Copy each of the following entries word for word, without changing anything.

## Entries supplied
* Begin *

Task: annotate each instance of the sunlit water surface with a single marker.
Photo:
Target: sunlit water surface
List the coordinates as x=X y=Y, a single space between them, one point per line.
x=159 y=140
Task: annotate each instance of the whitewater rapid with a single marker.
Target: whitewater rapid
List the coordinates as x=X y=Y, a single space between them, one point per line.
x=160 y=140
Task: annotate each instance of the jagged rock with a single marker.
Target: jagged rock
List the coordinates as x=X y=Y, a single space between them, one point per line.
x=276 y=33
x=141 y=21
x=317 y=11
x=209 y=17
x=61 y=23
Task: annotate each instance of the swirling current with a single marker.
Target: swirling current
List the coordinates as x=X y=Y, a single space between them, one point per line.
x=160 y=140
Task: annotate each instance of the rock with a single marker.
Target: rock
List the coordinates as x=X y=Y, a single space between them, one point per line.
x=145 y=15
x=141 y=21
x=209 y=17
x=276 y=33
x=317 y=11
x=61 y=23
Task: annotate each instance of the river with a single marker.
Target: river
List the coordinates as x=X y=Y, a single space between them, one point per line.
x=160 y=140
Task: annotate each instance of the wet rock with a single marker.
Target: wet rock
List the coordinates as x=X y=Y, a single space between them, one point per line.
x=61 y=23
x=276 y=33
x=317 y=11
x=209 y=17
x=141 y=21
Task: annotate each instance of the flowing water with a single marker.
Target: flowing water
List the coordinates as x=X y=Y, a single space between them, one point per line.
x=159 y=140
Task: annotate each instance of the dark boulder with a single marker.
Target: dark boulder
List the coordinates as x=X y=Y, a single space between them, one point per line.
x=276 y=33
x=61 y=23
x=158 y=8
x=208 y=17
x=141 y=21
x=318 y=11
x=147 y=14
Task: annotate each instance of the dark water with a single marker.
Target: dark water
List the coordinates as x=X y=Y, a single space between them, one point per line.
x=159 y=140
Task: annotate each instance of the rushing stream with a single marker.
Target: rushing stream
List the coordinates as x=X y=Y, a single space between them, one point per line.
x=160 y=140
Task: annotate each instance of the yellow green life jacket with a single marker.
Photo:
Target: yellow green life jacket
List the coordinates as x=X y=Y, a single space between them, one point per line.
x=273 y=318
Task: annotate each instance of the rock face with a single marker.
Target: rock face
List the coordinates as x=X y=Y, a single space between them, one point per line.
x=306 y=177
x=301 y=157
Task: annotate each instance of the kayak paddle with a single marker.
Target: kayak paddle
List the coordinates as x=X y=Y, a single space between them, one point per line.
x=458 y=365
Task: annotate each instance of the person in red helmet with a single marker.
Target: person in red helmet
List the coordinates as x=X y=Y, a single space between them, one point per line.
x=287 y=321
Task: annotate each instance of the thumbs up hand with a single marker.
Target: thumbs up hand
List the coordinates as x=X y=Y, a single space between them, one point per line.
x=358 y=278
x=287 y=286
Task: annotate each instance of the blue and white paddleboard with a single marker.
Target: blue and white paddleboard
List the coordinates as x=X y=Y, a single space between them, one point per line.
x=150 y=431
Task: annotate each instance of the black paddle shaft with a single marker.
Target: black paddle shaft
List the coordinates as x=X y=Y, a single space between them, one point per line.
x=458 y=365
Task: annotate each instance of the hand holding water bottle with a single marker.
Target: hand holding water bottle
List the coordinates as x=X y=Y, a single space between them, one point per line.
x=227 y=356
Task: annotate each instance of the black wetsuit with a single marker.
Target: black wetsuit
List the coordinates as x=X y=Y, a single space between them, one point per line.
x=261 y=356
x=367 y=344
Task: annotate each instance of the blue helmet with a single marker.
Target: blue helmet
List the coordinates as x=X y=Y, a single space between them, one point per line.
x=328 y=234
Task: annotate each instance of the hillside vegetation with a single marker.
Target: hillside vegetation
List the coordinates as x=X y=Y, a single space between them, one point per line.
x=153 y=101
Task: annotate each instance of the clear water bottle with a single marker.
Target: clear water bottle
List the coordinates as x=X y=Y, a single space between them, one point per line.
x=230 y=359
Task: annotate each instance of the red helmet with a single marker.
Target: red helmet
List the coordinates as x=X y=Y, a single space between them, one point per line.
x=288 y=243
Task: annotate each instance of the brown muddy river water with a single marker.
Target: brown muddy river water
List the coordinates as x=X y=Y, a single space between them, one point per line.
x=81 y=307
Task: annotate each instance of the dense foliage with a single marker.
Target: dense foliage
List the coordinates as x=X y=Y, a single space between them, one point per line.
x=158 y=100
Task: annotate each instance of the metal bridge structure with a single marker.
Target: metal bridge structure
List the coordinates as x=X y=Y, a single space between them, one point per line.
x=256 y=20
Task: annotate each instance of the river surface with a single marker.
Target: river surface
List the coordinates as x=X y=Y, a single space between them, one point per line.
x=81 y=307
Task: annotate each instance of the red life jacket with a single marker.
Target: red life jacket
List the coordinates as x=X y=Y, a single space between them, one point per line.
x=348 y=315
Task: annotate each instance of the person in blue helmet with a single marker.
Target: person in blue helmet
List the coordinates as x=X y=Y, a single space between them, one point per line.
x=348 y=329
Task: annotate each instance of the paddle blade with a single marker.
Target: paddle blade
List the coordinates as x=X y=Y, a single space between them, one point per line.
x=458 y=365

* End *

## Problem solution
Task: annotate each instance of the sunlit water surface with a single marker.
Photo:
Target: sunlit water surface
List the coordinates as x=X y=Y, a single space between them, one point per line.
x=159 y=140
Task: annotate each instance of the whitewater rapid with a single marker.
Target: whitewater rapid
List the coordinates as x=X y=Y, a single space between them, one point per line.
x=160 y=140
Task: annotate each instance of the jagged rock with a single marker.
Target: jagged rock
List the coordinates as x=X y=Y, a single space between them, one point per line.
x=276 y=33
x=141 y=21
x=317 y=11
x=209 y=17
x=61 y=23
Task: annotate each instance of the swirling current with a single marker.
Target: swirling current
List the coordinates as x=X y=Y, a single space between them, one point per line.
x=160 y=140
Task: annotate each instance of the rock with a single marker.
Target: rock
List the coordinates as x=X y=Y, a single space between them, one point per line.
x=145 y=15
x=141 y=21
x=209 y=17
x=276 y=33
x=317 y=11
x=61 y=23
Task: annotate each instance of the river with a single marker.
Target: river
List the coordinates as x=X y=Y, a single space between them, one point per line.
x=160 y=140
Task: annotate each instance of the wet rock with a single marker.
Target: wet rock
List the coordinates as x=X y=Y, a single space between them, one point per line.
x=61 y=23
x=276 y=33
x=317 y=11
x=209 y=17
x=141 y=21
Task: annotate each instance of the flowing water with a single marker.
Target: flowing water
List the coordinates as x=X y=Y, a single space between them, one point per line.
x=159 y=140
Task: annotate each instance of the dark boulder with a single marker.
Target: dark boulder
List the coordinates as x=X y=Y, a single space between them, one point per line.
x=276 y=33
x=61 y=23
x=158 y=8
x=208 y=17
x=141 y=21
x=318 y=11
x=147 y=14
Task: annotate each instance of the dark water with a single marker.
Target: dark water
List the coordinates as x=X y=Y, a single space between them, one point per line.
x=159 y=140
Task: annotate each instance of the rushing stream with a single marker.
Target: rushing stream
List the coordinates as x=X y=Y, a single space between them, one point per line.
x=160 y=140
Task: annotate each instance of the yellow green life jacket with a single marker.
Photo:
Target: yellow green life jacket
List the coordinates as x=X y=Y, a single space between them, one point per line.
x=273 y=318
Task: annotate each instance of the rock face with a single marker.
Target: rock face
List the coordinates as x=X y=Y, a single space between them, one point per line.
x=306 y=177
x=301 y=157
Task: annotate each instance of the kayak paddle with a single marker.
Target: kayak paddle
List the coordinates as x=X y=Y, a single space between them, one point per line.
x=458 y=365
Task: annotate each instance of the person in red helmet with a single marker.
Target: person in red helmet
List the coordinates as x=X y=Y, a single space between them, one point per line.
x=287 y=321
Task: annotate each instance of the thumbs up hand with a single marker.
Target: thumbs up hand
List the coordinates as x=X y=Y, a single space between them, one point per line.
x=358 y=278
x=287 y=286
Task: annotate each instance of the blue and white paddleboard with a single marker.
Target: blue and white paddleboard
List the coordinates as x=X y=Y, a single space between them, one point per line.
x=150 y=431
Task: annotate each instance of the black paddle shaft with a single marker.
Target: black paddle shaft
List the coordinates as x=X y=Y, a single space between them, one point per line.
x=458 y=365
Task: annotate each instance of the hand holding water bottle with a single marker.
Target: hand holding water bottle
List the coordinates as x=X y=Y, a single space between them, one point per line.
x=227 y=356
Task: annotate each instance of the black wetsuit with a single marker.
Target: black wetsuit
List the coordinates as x=X y=Y, a single space between them, one point per line.
x=261 y=356
x=367 y=344
Task: annotate each instance of the blue helmet with a single marker.
Target: blue helmet
List the coordinates as x=X y=Y, a single space between them, one point per line.
x=328 y=234
Task: annotate each instance of the hillside vegetation with a single marker.
Target: hillside vegetation
List the coordinates as x=X y=Y, a single space between them, one point per line.
x=153 y=101
Task: annotate each instance of the clear water bottle with a single marker.
Target: clear water bottle
List the coordinates as x=X y=Y, a single space between them, one point per line.
x=230 y=359
Task: annotate each instance of the red helmet with a single marker.
Target: red helmet
List the coordinates as x=X y=Y, a single space between them, one point per line.
x=288 y=243
Task: annotate each instance of the brown muddy river water with a single marker.
Target: brown muddy river water
List the coordinates as x=X y=Y, a single space between them, one point per line.
x=81 y=307
Task: annotate each instance of the dense foliage with a single marker.
Target: dense foliage
List the coordinates as x=X y=Y, a single space between them, one point per line.
x=158 y=100
Task: annotate each instance of the metal bridge structure with a single marker.
Target: metal bridge structure
List the coordinates as x=X y=Y, a single space between them, one point per line.
x=256 y=20
Task: annotate each instance of the river surface with a single marker.
Target: river surface
List the coordinates as x=X y=Y, a single space between them, one point per line.
x=81 y=307
Task: annotate each instance of the red life jacket with a single marker.
Target: red life jacket
List the coordinates as x=X y=Y, a single space between them, one point per line.
x=348 y=315
Task: annotate each instance of the person in blue helmet with a single marker.
Target: person in blue helmet
List the coordinates as x=X y=Y, a single space between them, one point per line.
x=348 y=329
Task: annotate each instance of the paddle blade with a single marker.
Target: paddle blade
List the coordinates as x=X y=Y, a single space between them, one point per line.
x=458 y=365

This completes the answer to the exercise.